• Sobre o exercício
Reproduza, sem alterar nada, a parte do texto sobre intervenção estrangeira que vai de "Por outro lado, mas" até "uma intervenção militar.".

━━ Trecho do texto

O que se quer dizer é que uma intervenção estrangeira nunca se desenvolve a favor do povo oprimido, pois esses agentes terminam transformando os oprimidos em opressores em uma cadeia interminável de sofrimento e repetição de estruturas de poder. Foi justamente o que ocorreu com a elite pós-colonial na região do Oriente Médio, que apresentou a si mesma como libertadora dos colonizadores ingleses e franceses, mas que terminaram governando igual ou pior que essas mesmas metrópoles quando, paradoxalmente, governaram sob forma monárquica e ditatorial, coisas que vemos se desestabilizando no Norte da África, hoje.
Por outro lado, mas não tão distante, a intervenção militar nunca, nem em suas formas mais humanitárias, mostrou avanços de libertação em locais como Gaza, Bahrein, Iraque ou Afeganistão, e não haverá de fazê-lo na Síria, a menos que acidentalmente. Elaboramos: a Síria não é o Iraque nem a Líbia e, no contexto atual de revolução, se trata de um país que não tem grandes recursos naturais que se possam utilizar como um reembolso futuro de um "ato nobre", como o que pretende fazer com uma intervenção militar.

━━━━
━━ Dados apresentados

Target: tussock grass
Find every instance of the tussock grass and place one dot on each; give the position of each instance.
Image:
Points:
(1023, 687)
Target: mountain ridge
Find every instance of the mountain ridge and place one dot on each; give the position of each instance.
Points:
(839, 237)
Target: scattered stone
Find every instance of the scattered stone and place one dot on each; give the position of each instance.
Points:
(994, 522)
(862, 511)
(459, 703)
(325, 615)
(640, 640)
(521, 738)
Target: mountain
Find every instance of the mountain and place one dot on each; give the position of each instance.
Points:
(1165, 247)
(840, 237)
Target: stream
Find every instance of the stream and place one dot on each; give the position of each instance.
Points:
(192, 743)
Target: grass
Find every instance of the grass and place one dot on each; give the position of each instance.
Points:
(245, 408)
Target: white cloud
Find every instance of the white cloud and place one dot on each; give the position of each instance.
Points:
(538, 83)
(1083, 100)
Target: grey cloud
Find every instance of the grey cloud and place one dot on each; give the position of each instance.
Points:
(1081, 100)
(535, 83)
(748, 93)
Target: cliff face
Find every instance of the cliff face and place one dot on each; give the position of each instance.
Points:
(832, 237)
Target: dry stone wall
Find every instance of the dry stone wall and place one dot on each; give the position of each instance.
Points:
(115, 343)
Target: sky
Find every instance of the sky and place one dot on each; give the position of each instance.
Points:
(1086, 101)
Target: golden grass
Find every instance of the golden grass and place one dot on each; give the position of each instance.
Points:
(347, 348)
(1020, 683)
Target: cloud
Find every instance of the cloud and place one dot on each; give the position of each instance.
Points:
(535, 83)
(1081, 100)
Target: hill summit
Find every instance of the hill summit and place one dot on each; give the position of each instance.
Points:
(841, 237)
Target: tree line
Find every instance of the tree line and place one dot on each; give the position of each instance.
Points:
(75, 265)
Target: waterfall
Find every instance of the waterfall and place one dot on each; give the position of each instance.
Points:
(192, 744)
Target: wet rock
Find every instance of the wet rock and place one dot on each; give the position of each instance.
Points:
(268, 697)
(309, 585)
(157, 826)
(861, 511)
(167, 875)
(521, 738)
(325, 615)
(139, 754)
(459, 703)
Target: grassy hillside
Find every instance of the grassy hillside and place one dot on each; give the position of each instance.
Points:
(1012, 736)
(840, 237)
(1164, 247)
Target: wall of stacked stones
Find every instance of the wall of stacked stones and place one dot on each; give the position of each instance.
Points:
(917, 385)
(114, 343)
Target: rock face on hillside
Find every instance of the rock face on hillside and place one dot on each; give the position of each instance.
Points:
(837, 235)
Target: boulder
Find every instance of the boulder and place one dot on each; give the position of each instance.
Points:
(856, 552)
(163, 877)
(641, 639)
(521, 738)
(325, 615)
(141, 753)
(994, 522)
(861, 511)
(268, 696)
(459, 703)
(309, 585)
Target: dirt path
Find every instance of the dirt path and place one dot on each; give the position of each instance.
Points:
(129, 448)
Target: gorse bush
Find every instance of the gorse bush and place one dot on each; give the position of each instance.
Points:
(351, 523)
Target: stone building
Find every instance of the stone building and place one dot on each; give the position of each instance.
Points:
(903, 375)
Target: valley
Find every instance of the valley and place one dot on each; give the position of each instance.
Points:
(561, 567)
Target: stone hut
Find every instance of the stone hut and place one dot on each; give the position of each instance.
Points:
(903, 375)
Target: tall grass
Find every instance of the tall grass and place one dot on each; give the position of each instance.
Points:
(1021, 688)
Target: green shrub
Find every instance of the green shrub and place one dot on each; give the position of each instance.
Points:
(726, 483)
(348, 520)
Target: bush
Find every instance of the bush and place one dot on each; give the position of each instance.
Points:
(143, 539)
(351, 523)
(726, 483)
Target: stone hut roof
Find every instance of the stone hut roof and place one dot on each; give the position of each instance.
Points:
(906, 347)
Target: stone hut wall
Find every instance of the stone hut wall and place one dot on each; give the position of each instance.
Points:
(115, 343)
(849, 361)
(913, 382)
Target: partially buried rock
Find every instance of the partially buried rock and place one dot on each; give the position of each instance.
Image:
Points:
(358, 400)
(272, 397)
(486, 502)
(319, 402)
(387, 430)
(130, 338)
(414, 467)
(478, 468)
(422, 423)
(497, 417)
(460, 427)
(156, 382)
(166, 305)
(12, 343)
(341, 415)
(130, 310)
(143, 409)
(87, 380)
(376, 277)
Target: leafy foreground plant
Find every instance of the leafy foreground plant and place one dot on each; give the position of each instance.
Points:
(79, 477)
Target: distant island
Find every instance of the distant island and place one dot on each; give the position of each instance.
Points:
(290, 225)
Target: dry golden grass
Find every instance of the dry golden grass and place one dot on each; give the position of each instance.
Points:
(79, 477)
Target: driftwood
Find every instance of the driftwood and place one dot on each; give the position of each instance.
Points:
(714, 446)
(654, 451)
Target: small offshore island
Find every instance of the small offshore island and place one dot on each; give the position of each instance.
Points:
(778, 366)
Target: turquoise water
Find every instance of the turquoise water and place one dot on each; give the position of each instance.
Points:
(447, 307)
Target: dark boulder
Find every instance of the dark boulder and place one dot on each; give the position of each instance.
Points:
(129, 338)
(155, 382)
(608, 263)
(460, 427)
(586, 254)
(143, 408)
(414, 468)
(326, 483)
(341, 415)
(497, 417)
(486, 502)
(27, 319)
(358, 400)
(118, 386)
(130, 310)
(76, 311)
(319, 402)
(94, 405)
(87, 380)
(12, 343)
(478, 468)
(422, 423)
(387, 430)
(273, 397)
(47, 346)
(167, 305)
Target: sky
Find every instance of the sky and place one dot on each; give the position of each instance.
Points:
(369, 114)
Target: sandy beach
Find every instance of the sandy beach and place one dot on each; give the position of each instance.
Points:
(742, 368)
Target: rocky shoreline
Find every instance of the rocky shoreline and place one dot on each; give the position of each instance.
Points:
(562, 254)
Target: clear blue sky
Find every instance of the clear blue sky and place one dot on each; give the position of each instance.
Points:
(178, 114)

━━━━

• Sua resposta
Por outro lado, mas não tão distante, a intervenção militar nunca, nem em suas formas mais humanitárias, mostrou avanços de libertação em locais como Gaza, Bahrein, Iraque ou Afeganistão, e não haverá de fazê-lo na Síria, a menos que acidentalmente. Elaboramos: a Síria não é o Iraque nem a Líbia e, no contexto atual de revolução, se trata de um país que não tem grandes recursos naturais que se possam utilizar como um reembolso futuro de um "ato nobre", como o que pretende fazer com uma intervenção militar.